— Start of INFORMATION SHOWN —
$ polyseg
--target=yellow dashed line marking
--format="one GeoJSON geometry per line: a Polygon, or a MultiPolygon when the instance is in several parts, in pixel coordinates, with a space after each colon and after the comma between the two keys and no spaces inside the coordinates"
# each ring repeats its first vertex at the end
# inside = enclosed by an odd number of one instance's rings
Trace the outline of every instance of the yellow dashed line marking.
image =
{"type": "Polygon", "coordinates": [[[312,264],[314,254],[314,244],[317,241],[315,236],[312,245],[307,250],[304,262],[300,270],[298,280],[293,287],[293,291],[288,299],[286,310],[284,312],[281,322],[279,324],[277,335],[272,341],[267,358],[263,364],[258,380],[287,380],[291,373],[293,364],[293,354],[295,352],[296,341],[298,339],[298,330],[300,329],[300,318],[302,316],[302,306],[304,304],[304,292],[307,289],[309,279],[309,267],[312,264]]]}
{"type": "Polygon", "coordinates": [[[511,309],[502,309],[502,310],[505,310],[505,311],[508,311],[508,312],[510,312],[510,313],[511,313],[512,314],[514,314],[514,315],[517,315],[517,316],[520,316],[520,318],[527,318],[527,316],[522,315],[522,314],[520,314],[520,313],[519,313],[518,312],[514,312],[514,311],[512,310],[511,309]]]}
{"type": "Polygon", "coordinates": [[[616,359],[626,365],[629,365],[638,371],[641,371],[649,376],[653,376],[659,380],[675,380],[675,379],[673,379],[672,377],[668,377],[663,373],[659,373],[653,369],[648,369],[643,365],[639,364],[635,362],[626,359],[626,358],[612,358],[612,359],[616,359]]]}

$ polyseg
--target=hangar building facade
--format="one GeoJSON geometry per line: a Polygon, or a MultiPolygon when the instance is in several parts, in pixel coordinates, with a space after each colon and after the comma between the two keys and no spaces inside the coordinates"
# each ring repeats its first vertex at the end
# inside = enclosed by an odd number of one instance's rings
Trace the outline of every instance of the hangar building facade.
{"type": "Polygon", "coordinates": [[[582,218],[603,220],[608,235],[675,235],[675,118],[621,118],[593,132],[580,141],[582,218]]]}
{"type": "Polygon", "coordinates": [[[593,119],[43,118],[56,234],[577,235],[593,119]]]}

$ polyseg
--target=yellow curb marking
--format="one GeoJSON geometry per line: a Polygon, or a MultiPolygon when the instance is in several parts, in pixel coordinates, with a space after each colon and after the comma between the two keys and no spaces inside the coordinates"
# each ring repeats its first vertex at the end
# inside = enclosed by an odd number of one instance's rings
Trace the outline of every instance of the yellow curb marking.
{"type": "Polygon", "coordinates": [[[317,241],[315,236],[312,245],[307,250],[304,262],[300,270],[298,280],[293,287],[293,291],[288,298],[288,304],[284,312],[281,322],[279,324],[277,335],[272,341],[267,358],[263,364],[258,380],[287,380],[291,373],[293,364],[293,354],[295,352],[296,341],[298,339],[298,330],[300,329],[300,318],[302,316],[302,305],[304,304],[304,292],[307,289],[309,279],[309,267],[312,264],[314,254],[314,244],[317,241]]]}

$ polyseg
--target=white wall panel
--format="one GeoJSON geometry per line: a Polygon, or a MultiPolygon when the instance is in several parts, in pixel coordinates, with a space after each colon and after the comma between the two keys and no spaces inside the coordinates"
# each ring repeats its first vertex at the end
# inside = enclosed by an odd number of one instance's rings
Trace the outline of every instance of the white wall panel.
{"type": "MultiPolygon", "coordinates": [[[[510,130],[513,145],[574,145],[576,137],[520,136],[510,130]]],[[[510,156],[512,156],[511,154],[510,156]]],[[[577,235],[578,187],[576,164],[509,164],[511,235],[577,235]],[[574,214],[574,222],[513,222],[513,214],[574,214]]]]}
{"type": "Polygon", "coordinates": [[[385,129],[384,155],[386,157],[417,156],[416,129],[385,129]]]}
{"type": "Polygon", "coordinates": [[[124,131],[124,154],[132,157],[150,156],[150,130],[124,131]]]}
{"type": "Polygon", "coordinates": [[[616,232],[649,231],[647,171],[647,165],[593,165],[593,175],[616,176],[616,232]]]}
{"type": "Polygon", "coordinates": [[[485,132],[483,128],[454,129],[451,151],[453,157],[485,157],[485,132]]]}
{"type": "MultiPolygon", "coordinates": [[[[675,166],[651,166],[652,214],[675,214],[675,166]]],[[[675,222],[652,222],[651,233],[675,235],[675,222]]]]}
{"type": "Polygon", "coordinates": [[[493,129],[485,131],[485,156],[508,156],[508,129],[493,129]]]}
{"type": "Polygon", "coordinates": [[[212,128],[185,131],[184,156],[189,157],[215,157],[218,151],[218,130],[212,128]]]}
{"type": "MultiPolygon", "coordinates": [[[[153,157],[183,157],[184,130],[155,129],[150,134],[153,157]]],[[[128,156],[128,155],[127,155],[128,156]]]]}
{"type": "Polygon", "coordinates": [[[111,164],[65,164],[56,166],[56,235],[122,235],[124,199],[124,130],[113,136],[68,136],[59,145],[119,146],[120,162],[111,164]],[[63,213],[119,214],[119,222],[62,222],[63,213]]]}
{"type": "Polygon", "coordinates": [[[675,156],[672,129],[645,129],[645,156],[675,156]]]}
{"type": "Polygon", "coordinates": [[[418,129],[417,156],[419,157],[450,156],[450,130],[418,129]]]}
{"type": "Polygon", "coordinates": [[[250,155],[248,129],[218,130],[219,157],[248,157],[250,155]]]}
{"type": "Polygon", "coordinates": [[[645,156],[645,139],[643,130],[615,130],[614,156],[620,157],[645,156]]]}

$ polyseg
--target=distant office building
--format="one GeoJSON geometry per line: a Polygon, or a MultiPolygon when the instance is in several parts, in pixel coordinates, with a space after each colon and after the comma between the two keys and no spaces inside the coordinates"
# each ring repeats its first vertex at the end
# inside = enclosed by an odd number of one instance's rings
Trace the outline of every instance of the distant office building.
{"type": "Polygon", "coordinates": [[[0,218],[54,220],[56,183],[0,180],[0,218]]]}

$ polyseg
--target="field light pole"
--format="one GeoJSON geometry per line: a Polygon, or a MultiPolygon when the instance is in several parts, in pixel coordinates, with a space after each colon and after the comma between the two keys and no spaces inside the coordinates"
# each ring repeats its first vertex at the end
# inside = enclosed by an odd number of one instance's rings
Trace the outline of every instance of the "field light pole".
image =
— End of INFORMATION SHOWN —
THE EXERCISE:
Which lines in the entries above contain the string "field"? Pull out each of those lines in full, matching the string with case counted, so a capitalized or all-caps form doesn't qualify.

RIGHT ANSWER:
--target="field light pole"
Trace the outline of every instance of the "field light pole".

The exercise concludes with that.